Perfect Bullish Storm

“One month of data does not a victory make,” Mary Daly said Thursday, speaking during a Q&A for an event hosted by the European Economics and Financial Center.

Daly was, of course, referring to the October CPI report. While policymakers were keen to avoid suggesting that 6.3% annual core inflation counts as any kind of “win,” markets took a victory lap. Or maybe a victory sprint is more apt.

The Nasdaq was an astounding 7.4% higher headed into the closing bell, the S&P 5.5%. The NYSE FANG+ Index put up a Hang Seng Tech-style rally, rising a mind boggling 9% on the day (figure below).

You don’t see that every day from a US benchmark. Maybe it’s a stretch to call the FANG+ gauge a “benchmark,” but you get the point. Thursday will live forever on daily change bar charts as an anomalous spike, visible from space, so to speak.

The dollar’s dramatic decline ended up exceeding 2.2%. That too was anomalous. Indeed, pretty much everything about Thursday’s price action was anomalous.

The Fed would’ve probably rather this didn’t happen. Stocks up 6%, the dollar down 2% and 10-year US yields down 32bps, together represent a significant financial conditions easing impulse. According to Mortgage News Daily, mortgage rates plunged 60bps. Five-year US reals dove 26bps (figure below).

Again, that’s a pure financial conditions easing impulse. Thursday was a perfect bullish storm for risk assets, and it was doubtlessly turbocharged by a veritable incineration of puts and other downside expressions, panicked grabbing into upside and associated dealer hedging.

As detailed here earlier Thursday, terminal rate pricing came down materially, and traders priced out any chance of a 75bps hike next month. Daly attempted to talk markets back from their most bullish impulses, as did Lorie Logan, but both confirmed the “step-down.”

“Stepping down is an appropriate thing to think about,” Daly said. “Pausing is not the discussion, the discussion is stepping down.”

“While I believe it may soon be appropriate to slow the pace of rate increases so we can better assess how financial and economic conditions are evolving, I also believe a slower pace should not be taken to represent easier policy,” Logan chimed in. “This morning’s CPI data were a welcome relief, but there is still a long way to go.”

The figure (below) gives you a sense of how market pricing has shifted.

※ ※ ※

Task A
Update the stretch of the Thursday rally article from "Daly was, of" through "so to speak.", changing "Nasdaq" to "Nasdaq Composite".
These records have no connection to the Thursday rally article.

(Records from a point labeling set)
※ ※ ※

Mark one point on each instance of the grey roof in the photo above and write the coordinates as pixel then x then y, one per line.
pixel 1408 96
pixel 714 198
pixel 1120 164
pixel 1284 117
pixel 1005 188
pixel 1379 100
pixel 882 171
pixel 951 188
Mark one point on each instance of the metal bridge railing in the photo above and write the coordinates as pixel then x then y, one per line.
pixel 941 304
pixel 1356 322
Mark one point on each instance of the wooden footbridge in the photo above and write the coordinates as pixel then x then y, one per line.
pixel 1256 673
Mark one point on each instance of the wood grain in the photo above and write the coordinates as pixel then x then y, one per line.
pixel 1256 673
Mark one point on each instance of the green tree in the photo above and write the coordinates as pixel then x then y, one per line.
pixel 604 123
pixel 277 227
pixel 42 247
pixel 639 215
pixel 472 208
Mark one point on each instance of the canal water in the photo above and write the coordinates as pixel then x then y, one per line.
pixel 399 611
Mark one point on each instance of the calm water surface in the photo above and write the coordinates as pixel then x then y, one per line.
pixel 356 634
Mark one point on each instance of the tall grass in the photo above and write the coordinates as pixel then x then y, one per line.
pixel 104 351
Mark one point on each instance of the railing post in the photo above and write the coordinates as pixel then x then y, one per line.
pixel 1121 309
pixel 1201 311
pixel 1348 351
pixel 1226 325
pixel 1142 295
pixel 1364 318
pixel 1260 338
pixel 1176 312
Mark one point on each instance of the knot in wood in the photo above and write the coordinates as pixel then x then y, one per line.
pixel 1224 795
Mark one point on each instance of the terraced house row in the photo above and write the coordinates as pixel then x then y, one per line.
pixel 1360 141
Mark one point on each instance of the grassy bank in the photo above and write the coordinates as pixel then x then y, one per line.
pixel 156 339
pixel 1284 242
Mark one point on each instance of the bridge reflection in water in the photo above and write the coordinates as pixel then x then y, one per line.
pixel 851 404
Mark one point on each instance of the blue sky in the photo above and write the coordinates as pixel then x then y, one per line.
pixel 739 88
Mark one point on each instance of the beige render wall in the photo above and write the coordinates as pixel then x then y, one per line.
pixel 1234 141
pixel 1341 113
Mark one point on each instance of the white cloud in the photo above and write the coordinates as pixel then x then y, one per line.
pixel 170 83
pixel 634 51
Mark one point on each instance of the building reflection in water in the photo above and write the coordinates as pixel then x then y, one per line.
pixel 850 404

※ ※ ※

Task B
Lay out the records as a two-column CSV with the columns text and answer, covering the stretch from the line containing "Mark one point on each instance of the green" through the end of the records. Give one row per record, with its text and its answer each in one quoted field and line breaks turned into spaces.

Full response A
Daly was, of course, referring to the October CPI report. While policymakers were keen to avoid suggesting that 6.3% annual core inflation counts as any kind of “win,” markets took a victory lap. Or maybe a victory sprint is more apt.

The Nasdaq Composite was an astounding 7.4% higher headed into the closing bell, the S&P 5.5%. The NYSE FANG+ Index put up a Hang Seng Tech-style rally, rising a mind boggling 9% on the day (figure below).

You don’t see that every day from a US benchmark. Maybe it’s a stretch to call the FANG+ gauge a “benchmark,” but you get the point. Thursday will live forever on daily change bar charts as an anomalous spike, visible from space, so to speak.

Full response B
text,answer
"Mark one point on each instance of the green tree in the photo above and write the coordinates as pixel then x then y, one per line.","pixel 604 123 pixel 277 227 pixel 42 247 pixel 639 215 pixel 472 208"
"Mark one point on each instance of the canal water in the photo above and write the coordinates as pixel then x then y, one per line.","pixel 399 611"
"Mark one point on each instance of the calm water surface in the photo above and write the coordinates as pixel then x then y, one per line.","pixel 356 634"
"Mark one point on each instance of the tall grass in the photo above and write the coordinates as pixel then x then y, one per line.","pixel 104 351"
"Mark one point on each instance of the railing post in the photo above and write the coordinates as pixel then x then y, one per line.","pixel 1121 309 pixel 1201 311 pixel 1348 351 pixel 1226 325 pixel 1142 295 pixel 1364 318 pixel 1260 338 pixel 1176 312"
"Mark one point on each instance of the knot in wood in the photo above and write the coordinates as pixel then x then y, one per line.","pixel 1224 795"
"Mark one point on each instance of the terraced house row in the photo above and write the coordinates as pixel then x then y, one per line.","pixel 1360 141"
"Mark one point on each instance of the grassy bank in the photo above and write the coordinates as pixel then x then y, one per line.","pixel 156 339 pixel 1284 242"
"Mark one point on each instance of the bridge reflection in water in the photo above and write the coordinates as pixel then x then y, one per line.","pixel 851 404"
"Mark one point on each instance of the blue sky in the photo above and write the coordinates as pixel then x then y, one per line.","pixel 739 88"
"Mark one point on each instance of the beige render wall in the photo above and write the coordinates as pixel then x then y, one per line.","pixel 1234 141 pixel 1341 113"
"Mark one point on each instance of the white cloud in the photo above and write the coordinates as pixel then x then y, one per line.","pixel 170 83 pixel 634 51"
"Mark one point on each instance of the building reflection in water in the photo above and write the coordinates as pixel then x then y, one per line.","pixel 850 404"